What needs to be done: Transcribe each line of the records below exactly, excluding any embedded images.

Excerpts of pointing data:
•••

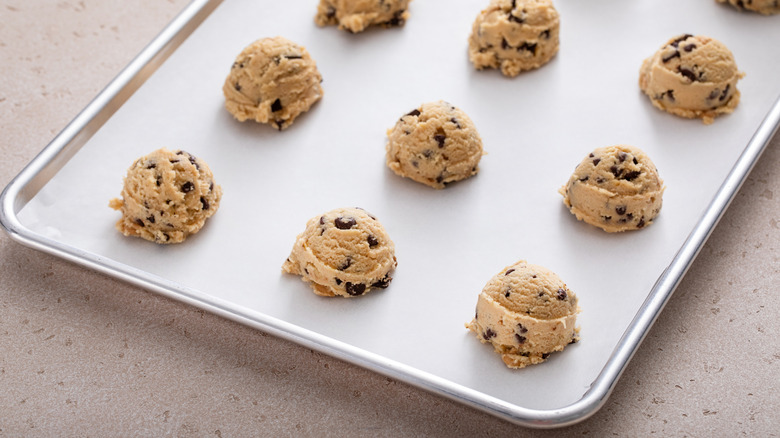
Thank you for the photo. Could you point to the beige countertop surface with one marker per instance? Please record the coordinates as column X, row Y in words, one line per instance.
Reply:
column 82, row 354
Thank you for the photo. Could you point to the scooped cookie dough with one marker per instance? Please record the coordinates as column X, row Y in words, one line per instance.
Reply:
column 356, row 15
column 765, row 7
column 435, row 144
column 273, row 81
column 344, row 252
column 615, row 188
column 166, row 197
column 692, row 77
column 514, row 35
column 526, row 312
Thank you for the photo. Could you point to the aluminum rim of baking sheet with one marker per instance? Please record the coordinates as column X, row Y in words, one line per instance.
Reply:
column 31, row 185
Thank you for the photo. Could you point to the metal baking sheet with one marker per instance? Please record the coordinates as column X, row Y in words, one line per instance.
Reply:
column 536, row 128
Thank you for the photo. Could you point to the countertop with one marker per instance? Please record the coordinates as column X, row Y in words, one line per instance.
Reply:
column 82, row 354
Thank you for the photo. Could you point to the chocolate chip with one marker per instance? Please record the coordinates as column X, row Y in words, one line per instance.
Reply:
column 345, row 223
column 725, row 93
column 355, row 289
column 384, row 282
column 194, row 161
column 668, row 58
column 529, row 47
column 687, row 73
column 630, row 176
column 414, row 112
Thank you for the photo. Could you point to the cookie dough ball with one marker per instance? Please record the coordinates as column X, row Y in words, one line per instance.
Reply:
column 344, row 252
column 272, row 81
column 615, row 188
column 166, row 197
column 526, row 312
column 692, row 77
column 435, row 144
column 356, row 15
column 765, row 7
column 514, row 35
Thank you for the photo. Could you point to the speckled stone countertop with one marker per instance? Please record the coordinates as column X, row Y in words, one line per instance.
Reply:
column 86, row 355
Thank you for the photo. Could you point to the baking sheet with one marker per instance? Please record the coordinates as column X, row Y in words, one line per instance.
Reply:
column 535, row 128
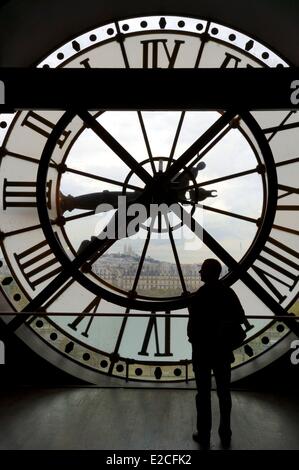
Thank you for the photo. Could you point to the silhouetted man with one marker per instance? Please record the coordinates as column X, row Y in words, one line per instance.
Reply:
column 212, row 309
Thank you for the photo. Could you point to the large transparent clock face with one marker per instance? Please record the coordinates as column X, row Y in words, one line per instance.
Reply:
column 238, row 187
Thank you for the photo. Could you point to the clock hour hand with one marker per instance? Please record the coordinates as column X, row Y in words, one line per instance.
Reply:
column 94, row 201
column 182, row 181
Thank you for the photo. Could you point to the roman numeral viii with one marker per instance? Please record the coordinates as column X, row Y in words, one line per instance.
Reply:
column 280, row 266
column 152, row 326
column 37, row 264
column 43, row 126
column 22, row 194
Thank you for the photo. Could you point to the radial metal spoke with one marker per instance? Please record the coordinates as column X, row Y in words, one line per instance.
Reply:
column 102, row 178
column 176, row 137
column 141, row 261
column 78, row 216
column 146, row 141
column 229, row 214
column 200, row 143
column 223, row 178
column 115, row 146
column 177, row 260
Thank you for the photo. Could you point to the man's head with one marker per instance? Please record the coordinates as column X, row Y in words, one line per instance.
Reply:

•••

Task result:
Thank you for the photo. Could you point to the beige countertop surface with one marker per instance? Please record the coordinates as column X, row Y in words, one line per instance.
Reply:
column 82, row 354
Thank you for the photo. Could you point to the scooped cookie dough with one marker per instance? Please record the coordinates as column X, row Y in words, one line per instance.
Reply:
column 356, row 15
column 765, row 7
column 435, row 144
column 273, row 81
column 344, row 252
column 615, row 188
column 166, row 197
column 692, row 77
column 514, row 35
column 526, row 312
Thank you for the photo. Could you point to the aluminum rim of baking sheet with one marker per instance? Please record the coordinates as column X, row Y in words, one line per instance.
Reply:
column 31, row 185
Thank you for the photo. Could you point to the metal baking sheet with one marker per instance? Please record the coordinates as column X, row Y in words, one line per instance.
Reply:
column 536, row 128
Thank you for the photo. Could you point to the countertop with one marker per instance? Please record the coordinates as column X, row Y in words, one line per instance.
Reply:
column 82, row 354
Thank you for the photo. Could you point to the chocolate chip with one marker per instance? Please record the coordinates as column X, row Y in words, one line per instance.
Reply:
column 345, row 223
column 725, row 93
column 355, row 289
column 384, row 282
column 194, row 161
column 668, row 58
column 529, row 47
column 687, row 73
column 630, row 176
column 414, row 112
Thank you for the photo. Could you point to the cookie dough ball with one marker per instance? Please record the coordinates as column X, row Y in words, one line per instance.
Reply:
column 344, row 252
column 272, row 81
column 615, row 188
column 166, row 197
column 526, row 312
column 692, row 77
column 435, row 144
column 356, row 15
column 765, row 7
column 514, row 35
Thank you for the photo. Could you point to the speckled stone countertop with one marker per instance? Please record the coordinates as column X, row Y in words, one line per instance.
Reply:
column 86, row 355
Thank you for the photo. Could you point to the baking sheet with one marker per instance? Please record the coordinates as column X, row Y in words, one line per instance.
Reply:
column 535, row 128
Thank you for the photo. Could you point to the silhouetted man with one marker per instance? Please record the coordinates as column X, row Y in words, one line per instance.
Reply:
column 212, row 309
Thank you for the photo. Could you point to the large transparent clock face with one marker per instance? Please record the coordinates as column X, row Y in words, one line per instance.
Reply:
column 238, row 187
Thank you for the photo. Could you point to the clock hour hand with one marker per instance? Please record the coordinates as column X, row Y in words, one line per instance.
Reply:
column 94, row 201
column 182, row 181
Thank you for the photo. Could you point to the roman numeral viii with one marker per instance? Please record the coordinates as column X, row Y in words, one line per instance.
Reply:
column 280, row 266
column 152, row 326
column 37, row 264
column 43, row 126
column 22, row 194
Thank you for the photo. Could you point to the radial metal spoke with one marker per instance? Please record the coordinates as column X, row Y in words, one line per instance.
Reply:
column 102, row 178
column 176, row 137
column 141, row 261
column 78, row 216
column 146, row 141
column 229, row 214
column 200, row 143
column 223, row 178
column 115, row 146
column 177, row 260
Thank you for the photo. Could you point to the man's head with one marker per instance? Please record the coordinates as column X, row Y in words, one line per instance.
Reply:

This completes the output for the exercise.